Set exercise: Exactly reproduce the lines from the line containing "Provide the pixel coordinates of one point on the tan baseball" to the end of the data below, inclusive, and nothing else.

....................

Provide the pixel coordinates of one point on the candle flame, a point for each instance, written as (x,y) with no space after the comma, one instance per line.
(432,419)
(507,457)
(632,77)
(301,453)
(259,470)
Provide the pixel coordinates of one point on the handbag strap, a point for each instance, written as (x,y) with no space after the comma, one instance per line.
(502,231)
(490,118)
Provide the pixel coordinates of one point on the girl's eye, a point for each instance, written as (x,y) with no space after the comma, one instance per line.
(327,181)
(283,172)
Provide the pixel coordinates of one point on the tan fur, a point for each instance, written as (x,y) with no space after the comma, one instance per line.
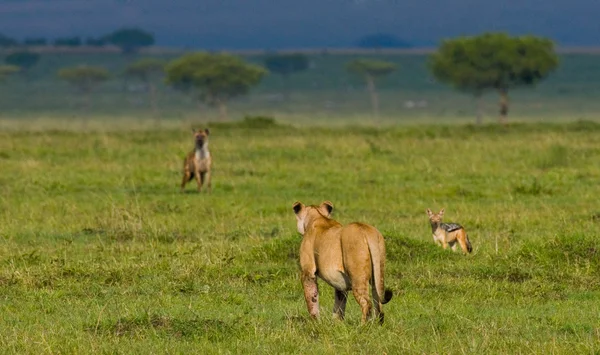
(198,162)
(445,238)
(346,257)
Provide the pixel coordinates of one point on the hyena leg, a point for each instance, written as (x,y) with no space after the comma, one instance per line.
(360,290)
(199,180)
(339,307)
(311,294)
(187,176)
(207,179)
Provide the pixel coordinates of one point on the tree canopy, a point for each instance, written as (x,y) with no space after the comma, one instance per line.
(493,61)
(215,77)
(130,40)
(23,59)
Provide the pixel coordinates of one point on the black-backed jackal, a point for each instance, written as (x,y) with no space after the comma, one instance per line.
(446,234)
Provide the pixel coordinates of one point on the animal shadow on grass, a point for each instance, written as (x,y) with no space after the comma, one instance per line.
(214,330)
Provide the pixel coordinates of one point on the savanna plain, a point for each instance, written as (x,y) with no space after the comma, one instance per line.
(101,253)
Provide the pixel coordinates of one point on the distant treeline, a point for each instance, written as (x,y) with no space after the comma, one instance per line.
(128,39)
(142,38)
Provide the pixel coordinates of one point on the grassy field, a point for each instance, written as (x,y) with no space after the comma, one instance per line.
(100,253)
(325,93)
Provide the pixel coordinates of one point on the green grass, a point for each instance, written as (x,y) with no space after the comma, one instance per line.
(100,253)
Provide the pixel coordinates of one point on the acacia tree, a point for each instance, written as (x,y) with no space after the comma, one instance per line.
(371,70)
(286,65)
(85,79)
(214,78)
(493,61)
(130,40)
(147,70)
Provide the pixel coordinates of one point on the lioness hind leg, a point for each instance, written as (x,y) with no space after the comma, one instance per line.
(360,290)
(339,307)
(311,294)
(377,304)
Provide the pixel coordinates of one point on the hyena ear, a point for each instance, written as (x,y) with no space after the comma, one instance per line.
(326,207)
(297,206)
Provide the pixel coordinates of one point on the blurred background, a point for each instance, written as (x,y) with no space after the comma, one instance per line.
(126,48)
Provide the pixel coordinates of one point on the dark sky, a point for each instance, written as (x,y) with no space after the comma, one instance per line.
(302,23)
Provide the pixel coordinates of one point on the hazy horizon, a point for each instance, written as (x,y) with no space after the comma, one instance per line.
(253,24)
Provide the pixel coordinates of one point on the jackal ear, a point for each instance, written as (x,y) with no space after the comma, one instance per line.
(326,207)
(297,206)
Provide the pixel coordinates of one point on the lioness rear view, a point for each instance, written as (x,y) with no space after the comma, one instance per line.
(347,257)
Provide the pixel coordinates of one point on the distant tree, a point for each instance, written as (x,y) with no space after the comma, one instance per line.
(147,70)
(85,79)
(35,41)
(67,42)
(95,42)
(371,70)
(215,78)
(286,65)
(23,59)
(7,70)
(382,40)
(493,61)
(6,42)
(130,40)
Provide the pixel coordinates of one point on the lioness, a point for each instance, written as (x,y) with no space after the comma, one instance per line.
(346,257)
(198,162)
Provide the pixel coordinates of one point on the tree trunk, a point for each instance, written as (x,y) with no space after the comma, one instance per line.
(503,106)
(222,109)
(152,92)
(286,87)
(479,109)
(87,101)
(373,93)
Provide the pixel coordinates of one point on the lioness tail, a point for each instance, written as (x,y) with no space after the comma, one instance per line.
(377,251)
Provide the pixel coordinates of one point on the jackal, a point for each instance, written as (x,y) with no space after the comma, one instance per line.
(445,234)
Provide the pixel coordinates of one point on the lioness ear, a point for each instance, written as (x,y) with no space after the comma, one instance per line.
(297,206)
(327,207)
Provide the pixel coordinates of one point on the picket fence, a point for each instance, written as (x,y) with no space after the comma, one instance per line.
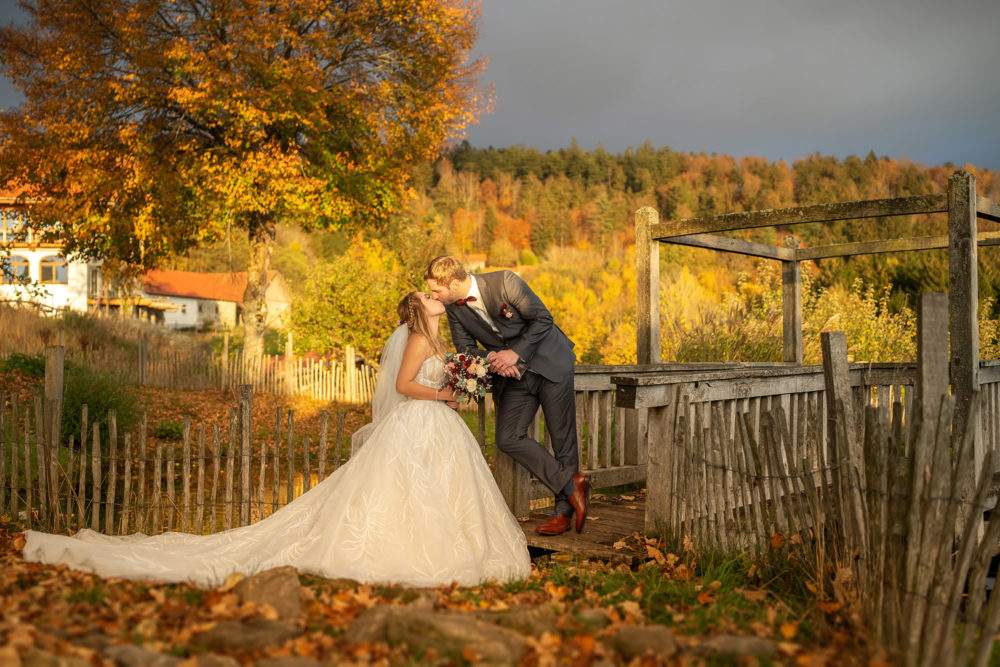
(215,478)
(146,363)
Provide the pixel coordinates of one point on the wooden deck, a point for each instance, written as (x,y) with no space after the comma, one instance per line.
(609,520)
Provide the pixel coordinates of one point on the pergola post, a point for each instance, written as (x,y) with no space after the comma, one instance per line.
(647,265)
(963,302)
(791,307)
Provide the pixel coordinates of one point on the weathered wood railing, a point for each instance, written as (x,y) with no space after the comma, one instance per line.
(697,455)
(611,440)
(215,478)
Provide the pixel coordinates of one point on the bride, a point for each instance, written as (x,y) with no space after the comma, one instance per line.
(416,504)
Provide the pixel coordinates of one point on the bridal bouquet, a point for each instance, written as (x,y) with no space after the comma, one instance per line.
(467,375)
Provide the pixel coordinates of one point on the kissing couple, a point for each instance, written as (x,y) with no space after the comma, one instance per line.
(416,503)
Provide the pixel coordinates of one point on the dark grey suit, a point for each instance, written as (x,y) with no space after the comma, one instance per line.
(546,375)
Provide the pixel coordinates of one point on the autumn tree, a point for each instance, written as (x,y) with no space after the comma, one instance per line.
(150,127)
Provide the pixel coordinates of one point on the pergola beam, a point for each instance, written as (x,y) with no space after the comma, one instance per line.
(871,208)
(889,245)
(738,246)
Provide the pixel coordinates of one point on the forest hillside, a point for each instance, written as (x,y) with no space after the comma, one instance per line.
(565,219)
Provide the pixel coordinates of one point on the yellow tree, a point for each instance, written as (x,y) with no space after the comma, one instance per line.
(151,126)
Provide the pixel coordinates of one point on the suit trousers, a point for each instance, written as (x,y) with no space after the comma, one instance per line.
(516,405)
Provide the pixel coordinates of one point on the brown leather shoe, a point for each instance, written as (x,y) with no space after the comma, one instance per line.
(580,498)
(556,524)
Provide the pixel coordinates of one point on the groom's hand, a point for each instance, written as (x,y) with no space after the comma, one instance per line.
(504,363)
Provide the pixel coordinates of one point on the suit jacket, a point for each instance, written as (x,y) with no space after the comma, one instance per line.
(528,330)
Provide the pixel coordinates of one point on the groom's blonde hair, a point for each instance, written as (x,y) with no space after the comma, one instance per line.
(444,269)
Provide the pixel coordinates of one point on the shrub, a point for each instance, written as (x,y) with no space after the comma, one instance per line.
(100,392)
(32,365)
(168,430)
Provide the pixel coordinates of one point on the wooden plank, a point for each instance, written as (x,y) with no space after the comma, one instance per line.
(245,444)
(593,429)
(647,267)
(185,525)
(14,444)
(199,498)
(55,358)
(3,455)
(109,504)
(306,465)
(987,209)
(171,487)
(41,448)
(276,466)
(123,525)
(963,306)
(230,467)
(142,501)
(737,246)
(908,244)
(290,432)
(95,462)
(801,214)
(28,477)
(609,520)
(932,355)
(158,488)
(323,421)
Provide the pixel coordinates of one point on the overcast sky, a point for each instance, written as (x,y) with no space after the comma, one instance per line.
(775,78)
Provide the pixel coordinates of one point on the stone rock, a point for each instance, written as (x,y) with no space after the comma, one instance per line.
(278,587)
(448,633)
(594,619)
(96,641)
(735,646)
(287,661)
(9,656)
(126,655)
(213,660)
(343,584)
(249,636)
(633,641)
(39,658)
(528,620)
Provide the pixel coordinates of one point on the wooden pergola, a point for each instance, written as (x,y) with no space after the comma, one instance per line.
(961,203)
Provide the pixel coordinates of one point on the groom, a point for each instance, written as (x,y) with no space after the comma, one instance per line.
(534,360)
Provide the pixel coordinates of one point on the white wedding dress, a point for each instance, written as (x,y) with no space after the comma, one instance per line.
(415,505)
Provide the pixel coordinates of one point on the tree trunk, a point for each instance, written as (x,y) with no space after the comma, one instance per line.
(261,234)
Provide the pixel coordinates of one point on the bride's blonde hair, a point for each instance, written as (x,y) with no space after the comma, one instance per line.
(411,313)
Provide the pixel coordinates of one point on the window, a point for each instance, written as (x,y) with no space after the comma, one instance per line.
(15,268)
(11,226)
(54,270)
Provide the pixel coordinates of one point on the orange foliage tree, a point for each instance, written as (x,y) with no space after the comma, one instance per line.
(153,126)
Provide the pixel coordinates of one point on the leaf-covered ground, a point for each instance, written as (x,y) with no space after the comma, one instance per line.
(62,612)
(703,599)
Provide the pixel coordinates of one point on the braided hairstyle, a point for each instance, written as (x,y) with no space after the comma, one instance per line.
(411,313)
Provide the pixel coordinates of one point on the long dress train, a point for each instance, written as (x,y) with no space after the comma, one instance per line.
(415,505)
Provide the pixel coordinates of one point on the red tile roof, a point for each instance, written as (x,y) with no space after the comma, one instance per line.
(214,286)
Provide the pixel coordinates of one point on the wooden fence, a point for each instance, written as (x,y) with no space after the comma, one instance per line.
(148,364)
(216,478)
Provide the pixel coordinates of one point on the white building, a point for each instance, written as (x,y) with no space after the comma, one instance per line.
(56,282)
(205,300)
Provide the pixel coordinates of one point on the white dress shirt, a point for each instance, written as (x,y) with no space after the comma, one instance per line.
(478,304)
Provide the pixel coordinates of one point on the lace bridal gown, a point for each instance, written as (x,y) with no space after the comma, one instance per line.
(415,505)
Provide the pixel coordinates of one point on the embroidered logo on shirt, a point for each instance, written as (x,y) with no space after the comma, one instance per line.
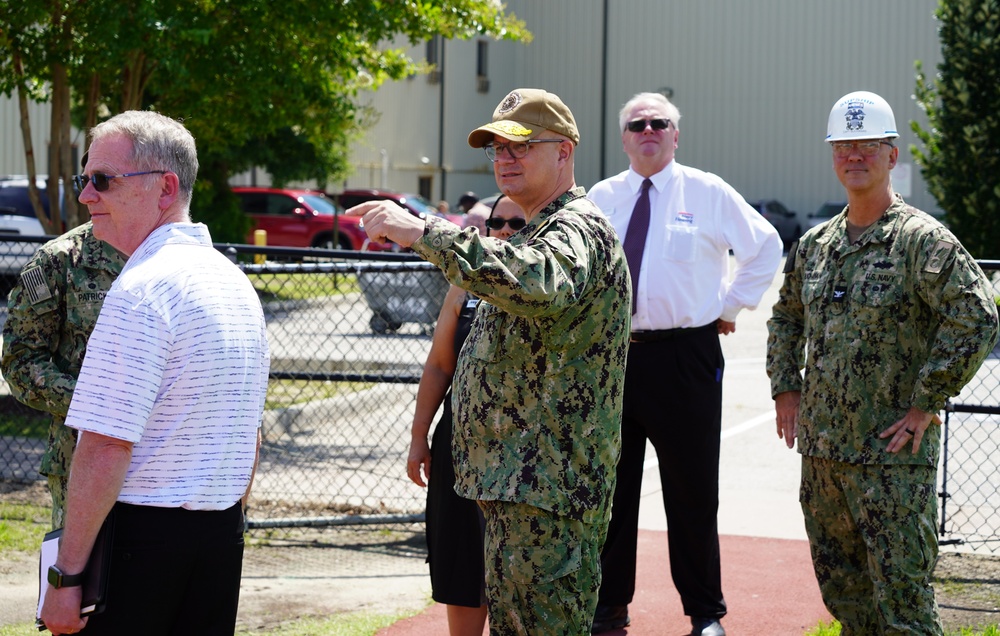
(33,282)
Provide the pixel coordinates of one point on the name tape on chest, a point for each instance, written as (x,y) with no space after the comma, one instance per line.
(35,286)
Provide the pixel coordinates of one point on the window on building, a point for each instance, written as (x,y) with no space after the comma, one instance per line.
(424,186)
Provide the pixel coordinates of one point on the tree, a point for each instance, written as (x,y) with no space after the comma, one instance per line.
(961,157)
(257,82)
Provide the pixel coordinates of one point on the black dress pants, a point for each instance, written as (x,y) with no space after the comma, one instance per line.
(673,398)
(174,572)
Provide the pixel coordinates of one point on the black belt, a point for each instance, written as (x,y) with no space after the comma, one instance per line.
(656,335)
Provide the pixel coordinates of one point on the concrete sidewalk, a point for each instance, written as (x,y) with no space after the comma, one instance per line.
(768,583)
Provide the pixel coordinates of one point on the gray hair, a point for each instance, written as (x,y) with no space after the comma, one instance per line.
(158,143)
(658,99)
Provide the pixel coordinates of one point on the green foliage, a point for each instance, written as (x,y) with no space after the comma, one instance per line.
(22,527)
(351,624)
(960,159)
(258,83)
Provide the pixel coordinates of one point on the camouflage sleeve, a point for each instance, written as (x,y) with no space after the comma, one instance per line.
(31,335)
(786,330)
(957,290)
(536,278)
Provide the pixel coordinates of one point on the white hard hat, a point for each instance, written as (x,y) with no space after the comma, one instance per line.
(860,115)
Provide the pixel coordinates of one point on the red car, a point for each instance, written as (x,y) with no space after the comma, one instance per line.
(302,218)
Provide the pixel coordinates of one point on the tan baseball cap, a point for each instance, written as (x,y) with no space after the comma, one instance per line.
(521,115)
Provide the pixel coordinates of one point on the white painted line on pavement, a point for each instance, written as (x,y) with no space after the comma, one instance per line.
(763,418)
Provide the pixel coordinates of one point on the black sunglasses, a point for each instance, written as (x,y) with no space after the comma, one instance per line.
(639,125)
(102,181)
(497,223)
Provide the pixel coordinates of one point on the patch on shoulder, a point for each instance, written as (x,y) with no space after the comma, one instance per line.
(939,254)
(33,282)
(510,128)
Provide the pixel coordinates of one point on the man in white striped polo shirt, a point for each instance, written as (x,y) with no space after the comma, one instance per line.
(168,402)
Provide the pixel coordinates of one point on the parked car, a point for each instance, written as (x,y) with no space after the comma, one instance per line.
(825,212)
(416,204)
(302,218)
(17,218)
(784,220)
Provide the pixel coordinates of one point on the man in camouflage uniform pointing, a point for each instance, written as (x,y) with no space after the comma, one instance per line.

....................

Result for this exercise:
Provide the pixel coordinates of one point on the tan baseball cap, a point for each instance, written as (x,y) with no space after the comma, one instance per line.
(521,115)
Provide the pixel coordinates of one point on the white painted line on pavement, a point for each instance, written as (x,y) with no space after the comma, one instance per line.
(763,418)
Provide the pixel coordinates of one point on the black sunglasses, a point for each instance, written as (x,y) with no space after the comma, one instance per line.
(639,125)
(102,181)
(497,223)
Provide the pixel coordinates of one point on the patch on shoulder, a point for each instance, written as (x,y) with no space after the comma, one instance per line.
(939,254)
(33,282)
(510,128)
Provide the pixel coordinates of one point on the man in white striped polo shirt, a point for each instance, written as (x,y) with no space after the comma, one instance per line.
(168,402)
Provide the pixel coordinates of one point on the parked car, a point for each instance, written as (x,y) with no space after the comma, one instance per line.
(825,212)
(416,204)
(302,218)
(17,218)
(784,220)
Provide the pixel coordinates of one point on the man in camouflage uniform pointing, a point for each instance, written as (x,y) with no space after the comma, one instance per line.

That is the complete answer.